The exercise: Starting at the line that contains "tag the white window" and ending at the line that contains "<point>363,1018</point>", render only those lines of the entries below as a Markdown table with the columns Row and Text. Put the row number in Row and the line in Text, and leave out blank lines.

==========

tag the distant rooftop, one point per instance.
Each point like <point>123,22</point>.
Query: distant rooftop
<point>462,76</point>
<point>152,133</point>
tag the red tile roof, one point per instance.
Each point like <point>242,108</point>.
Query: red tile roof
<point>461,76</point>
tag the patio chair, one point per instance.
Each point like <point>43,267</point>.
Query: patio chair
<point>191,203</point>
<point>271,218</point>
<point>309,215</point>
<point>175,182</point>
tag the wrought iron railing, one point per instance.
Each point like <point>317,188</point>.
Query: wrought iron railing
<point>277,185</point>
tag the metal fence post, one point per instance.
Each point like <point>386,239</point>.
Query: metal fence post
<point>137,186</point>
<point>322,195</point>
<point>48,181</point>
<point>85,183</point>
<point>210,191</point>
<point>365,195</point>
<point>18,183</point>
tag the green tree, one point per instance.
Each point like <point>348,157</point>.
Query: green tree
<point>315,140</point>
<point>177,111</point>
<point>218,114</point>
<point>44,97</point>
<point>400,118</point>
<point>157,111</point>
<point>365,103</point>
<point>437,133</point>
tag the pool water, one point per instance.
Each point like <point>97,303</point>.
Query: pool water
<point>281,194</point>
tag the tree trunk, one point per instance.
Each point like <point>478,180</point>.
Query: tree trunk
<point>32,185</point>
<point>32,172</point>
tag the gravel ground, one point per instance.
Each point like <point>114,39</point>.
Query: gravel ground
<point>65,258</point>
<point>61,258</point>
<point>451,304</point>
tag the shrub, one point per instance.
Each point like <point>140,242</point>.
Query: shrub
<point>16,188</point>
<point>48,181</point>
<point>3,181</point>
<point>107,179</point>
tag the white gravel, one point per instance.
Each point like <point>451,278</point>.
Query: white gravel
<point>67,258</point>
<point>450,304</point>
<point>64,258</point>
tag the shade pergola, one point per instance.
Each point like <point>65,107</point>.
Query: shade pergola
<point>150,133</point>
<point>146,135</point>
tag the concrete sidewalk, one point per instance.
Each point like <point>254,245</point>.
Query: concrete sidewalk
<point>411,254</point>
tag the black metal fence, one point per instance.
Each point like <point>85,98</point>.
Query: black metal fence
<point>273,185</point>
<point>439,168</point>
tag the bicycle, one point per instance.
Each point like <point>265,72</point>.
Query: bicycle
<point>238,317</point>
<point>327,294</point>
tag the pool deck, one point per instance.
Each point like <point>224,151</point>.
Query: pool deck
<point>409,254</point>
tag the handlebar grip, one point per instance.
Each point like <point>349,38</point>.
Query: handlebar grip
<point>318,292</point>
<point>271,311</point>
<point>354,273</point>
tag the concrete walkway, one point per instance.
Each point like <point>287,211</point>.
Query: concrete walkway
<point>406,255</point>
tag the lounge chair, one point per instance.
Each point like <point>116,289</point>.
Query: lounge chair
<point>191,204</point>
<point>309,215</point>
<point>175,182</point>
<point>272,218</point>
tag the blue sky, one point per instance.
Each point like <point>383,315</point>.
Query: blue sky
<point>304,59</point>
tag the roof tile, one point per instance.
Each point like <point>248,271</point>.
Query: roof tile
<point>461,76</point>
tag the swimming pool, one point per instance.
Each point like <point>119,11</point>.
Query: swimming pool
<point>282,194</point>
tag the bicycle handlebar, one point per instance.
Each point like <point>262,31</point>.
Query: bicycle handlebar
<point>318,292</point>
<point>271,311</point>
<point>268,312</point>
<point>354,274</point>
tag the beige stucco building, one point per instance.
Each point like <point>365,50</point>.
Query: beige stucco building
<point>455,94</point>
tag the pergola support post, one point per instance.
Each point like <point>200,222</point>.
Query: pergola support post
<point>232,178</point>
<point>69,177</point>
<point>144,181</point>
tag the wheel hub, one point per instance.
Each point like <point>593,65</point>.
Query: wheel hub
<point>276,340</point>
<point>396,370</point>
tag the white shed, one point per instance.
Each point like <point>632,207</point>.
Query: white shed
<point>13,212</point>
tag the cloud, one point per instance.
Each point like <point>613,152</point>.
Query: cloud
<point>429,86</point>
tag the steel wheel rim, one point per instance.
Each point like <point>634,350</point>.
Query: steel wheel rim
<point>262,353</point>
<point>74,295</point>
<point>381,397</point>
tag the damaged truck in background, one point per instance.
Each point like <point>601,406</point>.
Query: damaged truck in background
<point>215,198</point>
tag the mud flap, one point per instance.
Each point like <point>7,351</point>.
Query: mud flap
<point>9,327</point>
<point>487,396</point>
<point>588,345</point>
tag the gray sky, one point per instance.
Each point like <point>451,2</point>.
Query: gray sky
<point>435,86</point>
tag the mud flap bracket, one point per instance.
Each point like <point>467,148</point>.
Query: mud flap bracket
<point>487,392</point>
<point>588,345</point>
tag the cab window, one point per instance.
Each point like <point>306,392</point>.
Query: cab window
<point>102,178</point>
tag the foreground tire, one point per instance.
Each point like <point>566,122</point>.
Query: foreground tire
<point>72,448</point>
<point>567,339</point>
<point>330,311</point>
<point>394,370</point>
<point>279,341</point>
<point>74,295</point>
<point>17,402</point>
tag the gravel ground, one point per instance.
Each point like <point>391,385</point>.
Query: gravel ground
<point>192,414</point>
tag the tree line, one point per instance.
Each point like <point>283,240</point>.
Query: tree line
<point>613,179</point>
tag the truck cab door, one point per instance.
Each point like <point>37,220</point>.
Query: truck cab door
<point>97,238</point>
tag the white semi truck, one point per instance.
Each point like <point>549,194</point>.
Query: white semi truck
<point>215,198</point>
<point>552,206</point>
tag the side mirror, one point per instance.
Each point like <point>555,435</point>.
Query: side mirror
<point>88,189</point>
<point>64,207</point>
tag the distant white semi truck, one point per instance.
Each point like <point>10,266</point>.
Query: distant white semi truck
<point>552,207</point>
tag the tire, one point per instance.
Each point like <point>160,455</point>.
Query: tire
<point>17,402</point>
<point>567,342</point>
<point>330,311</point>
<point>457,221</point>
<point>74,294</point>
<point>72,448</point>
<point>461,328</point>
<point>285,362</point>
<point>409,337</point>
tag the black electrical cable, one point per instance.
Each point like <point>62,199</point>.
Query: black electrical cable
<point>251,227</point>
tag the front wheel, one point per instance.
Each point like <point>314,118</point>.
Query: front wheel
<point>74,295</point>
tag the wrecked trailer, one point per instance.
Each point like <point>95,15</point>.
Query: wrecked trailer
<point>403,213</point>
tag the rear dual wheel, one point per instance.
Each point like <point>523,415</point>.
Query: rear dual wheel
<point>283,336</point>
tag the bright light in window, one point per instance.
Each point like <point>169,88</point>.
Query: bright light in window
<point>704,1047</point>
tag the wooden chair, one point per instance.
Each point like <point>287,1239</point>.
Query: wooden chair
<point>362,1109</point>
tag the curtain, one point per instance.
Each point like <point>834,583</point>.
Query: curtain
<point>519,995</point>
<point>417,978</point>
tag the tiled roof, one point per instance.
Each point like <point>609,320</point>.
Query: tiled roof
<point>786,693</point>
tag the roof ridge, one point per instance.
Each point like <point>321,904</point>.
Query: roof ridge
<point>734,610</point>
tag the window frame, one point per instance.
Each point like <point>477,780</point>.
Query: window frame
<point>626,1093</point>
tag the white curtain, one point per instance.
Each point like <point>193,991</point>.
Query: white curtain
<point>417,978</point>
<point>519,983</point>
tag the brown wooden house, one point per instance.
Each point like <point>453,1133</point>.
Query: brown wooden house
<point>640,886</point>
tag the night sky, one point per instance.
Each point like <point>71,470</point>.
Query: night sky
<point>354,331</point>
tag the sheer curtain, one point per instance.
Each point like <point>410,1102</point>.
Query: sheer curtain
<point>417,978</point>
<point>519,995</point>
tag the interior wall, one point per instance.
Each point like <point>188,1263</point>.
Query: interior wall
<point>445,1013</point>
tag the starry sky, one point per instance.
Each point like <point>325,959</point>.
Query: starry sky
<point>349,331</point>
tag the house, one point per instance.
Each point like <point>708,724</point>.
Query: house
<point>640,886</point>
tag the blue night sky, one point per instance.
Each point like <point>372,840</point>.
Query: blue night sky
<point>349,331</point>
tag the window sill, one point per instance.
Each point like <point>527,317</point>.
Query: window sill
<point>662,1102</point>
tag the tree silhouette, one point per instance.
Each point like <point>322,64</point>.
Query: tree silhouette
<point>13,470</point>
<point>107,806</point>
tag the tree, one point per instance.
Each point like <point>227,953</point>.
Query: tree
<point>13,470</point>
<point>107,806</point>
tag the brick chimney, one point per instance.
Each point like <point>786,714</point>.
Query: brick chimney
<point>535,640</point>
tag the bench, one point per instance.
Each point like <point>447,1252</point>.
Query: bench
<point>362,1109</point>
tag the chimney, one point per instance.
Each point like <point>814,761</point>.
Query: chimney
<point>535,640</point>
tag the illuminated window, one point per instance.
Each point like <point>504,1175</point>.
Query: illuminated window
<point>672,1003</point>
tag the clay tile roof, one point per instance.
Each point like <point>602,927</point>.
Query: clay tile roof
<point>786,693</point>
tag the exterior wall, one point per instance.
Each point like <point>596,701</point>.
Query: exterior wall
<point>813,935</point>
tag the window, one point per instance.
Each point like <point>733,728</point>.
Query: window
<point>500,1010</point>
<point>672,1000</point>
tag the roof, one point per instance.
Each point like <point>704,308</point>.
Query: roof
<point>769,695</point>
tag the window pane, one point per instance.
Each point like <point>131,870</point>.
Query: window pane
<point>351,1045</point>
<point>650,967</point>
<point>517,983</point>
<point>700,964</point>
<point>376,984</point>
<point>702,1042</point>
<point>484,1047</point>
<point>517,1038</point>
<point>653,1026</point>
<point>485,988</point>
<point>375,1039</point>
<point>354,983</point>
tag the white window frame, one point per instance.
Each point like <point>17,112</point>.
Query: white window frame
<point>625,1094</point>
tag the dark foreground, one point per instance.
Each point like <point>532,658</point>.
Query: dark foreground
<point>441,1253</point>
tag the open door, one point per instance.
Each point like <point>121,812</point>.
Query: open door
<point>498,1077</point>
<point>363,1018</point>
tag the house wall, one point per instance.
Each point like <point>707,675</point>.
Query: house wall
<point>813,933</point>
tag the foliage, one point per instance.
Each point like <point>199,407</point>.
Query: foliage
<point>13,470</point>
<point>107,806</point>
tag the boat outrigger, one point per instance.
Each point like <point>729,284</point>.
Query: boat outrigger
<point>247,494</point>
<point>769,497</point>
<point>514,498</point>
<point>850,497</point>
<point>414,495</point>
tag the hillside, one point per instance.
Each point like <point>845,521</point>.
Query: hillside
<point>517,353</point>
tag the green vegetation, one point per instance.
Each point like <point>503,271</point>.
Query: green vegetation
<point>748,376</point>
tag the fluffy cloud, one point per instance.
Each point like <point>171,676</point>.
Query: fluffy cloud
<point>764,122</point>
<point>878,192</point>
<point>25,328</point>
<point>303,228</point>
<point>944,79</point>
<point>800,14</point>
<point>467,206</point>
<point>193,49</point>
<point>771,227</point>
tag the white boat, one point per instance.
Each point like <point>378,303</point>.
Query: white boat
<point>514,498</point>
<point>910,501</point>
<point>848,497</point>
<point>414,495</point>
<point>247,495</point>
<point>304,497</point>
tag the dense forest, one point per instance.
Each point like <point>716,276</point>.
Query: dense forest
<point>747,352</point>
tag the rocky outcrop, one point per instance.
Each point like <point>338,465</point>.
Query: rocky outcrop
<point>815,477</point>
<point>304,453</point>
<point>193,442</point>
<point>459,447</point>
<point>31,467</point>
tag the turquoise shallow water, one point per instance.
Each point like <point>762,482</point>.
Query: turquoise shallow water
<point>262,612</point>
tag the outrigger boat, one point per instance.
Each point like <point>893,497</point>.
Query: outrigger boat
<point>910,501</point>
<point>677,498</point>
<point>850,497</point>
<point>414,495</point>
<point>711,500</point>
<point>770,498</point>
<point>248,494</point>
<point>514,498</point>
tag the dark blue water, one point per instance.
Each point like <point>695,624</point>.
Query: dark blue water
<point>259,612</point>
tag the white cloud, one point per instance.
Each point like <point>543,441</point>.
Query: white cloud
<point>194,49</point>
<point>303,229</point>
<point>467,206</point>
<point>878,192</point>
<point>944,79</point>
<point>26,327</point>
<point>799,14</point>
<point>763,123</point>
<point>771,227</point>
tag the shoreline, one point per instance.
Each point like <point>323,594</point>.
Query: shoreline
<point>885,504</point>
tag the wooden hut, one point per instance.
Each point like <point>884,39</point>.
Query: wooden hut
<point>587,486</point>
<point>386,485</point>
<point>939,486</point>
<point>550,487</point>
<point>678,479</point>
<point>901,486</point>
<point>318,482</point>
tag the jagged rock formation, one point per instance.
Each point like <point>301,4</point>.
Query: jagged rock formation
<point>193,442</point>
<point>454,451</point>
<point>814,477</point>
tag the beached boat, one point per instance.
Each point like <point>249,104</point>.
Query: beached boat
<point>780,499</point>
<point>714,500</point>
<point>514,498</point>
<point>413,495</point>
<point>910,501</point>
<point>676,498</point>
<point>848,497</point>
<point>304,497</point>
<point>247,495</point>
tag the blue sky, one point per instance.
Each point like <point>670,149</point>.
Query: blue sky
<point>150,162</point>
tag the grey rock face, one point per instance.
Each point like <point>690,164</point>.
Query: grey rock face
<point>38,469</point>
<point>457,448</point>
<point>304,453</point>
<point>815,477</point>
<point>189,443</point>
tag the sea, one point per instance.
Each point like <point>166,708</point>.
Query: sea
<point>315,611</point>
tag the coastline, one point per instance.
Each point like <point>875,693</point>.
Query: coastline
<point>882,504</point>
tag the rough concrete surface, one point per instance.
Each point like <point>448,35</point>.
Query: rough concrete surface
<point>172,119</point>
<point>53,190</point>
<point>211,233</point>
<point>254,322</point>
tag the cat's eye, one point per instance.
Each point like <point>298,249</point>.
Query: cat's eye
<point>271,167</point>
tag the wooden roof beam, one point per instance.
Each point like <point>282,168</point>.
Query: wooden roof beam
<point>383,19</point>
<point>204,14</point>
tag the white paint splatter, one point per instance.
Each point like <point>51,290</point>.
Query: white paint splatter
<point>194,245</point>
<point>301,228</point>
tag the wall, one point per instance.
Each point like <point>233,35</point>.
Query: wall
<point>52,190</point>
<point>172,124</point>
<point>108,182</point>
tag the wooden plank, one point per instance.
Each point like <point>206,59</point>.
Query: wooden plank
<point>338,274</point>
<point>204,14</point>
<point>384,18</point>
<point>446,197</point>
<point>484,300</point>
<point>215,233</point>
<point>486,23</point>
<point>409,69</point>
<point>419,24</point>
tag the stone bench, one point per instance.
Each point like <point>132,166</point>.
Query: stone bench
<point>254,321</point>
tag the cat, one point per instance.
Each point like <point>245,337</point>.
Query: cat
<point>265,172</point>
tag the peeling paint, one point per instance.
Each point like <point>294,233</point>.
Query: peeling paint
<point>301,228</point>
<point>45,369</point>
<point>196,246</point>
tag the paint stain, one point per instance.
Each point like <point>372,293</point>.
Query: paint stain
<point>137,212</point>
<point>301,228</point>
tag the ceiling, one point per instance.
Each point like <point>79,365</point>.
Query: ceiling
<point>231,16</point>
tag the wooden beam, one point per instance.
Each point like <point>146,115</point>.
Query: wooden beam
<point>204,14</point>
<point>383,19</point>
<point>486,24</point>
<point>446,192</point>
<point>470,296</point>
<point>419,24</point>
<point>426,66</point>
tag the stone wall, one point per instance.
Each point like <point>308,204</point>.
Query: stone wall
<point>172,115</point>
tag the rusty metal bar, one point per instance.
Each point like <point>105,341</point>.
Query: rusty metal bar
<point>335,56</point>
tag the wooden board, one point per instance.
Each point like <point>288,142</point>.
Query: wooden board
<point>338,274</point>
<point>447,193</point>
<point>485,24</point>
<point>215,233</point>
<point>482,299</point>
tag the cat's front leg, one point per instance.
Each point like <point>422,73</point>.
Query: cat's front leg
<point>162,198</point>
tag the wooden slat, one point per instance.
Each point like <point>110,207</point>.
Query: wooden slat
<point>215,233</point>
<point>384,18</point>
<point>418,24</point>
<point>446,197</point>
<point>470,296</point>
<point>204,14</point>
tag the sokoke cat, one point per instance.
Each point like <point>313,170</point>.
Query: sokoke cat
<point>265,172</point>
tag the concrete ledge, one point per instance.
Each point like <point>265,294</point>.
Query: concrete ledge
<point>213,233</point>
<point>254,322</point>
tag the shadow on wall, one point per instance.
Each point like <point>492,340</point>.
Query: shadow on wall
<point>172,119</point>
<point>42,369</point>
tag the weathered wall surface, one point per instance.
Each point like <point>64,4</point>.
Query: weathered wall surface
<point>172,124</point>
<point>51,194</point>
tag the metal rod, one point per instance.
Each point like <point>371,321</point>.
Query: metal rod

==========

Task solution:
| Row | Text |
|---|---|
| 1 | tag the white window frame, one point per instance. |
| 2 | Each point like <point>17,112</point>. |
| 3 | Query: white window frame |
| 4 | <point>625,1094</point> |
| 5 | tag the dark foreground, one point per instance. |
| 6 | Each point like <point>532,658</point>. |
| 7 | Query: dark foreground |
| 8 | <point>441,1253</point> |
| 9 | tag the open door, one point per instance. |
| 10 | Each point like <point>121,812</point>. |
| 11 | Query: open door |
| 12 | <point>498,1077</point> |
| 13 | <point>363,1018</point> |